Work to complete. Format the listing below as a JSON array of strings, with one string per line and blank lines omitted.
_ _ _ _ _ _ _
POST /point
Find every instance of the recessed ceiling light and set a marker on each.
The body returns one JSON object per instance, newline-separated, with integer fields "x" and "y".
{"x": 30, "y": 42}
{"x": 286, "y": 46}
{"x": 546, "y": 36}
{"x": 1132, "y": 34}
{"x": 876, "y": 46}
_ _ _ _ _ _ _
Written answer.
[
  "POST /point",
  "Find every instance of the recessed ceiling light and set a marker on each.",
  "The body returns one JSON object per instance, newline-separated, with integer fields \"x\" and \"y\".",
  "{\"x\": 30, \"y\": 42}",
  "{\"x\": 286, \"y\": 46}",
  "{\"x\": 546, \"y\": 36}",
  "{\"x\": 1132, \"y\": 34}",
  "{\"x\": 876, \"y\": 46}"
]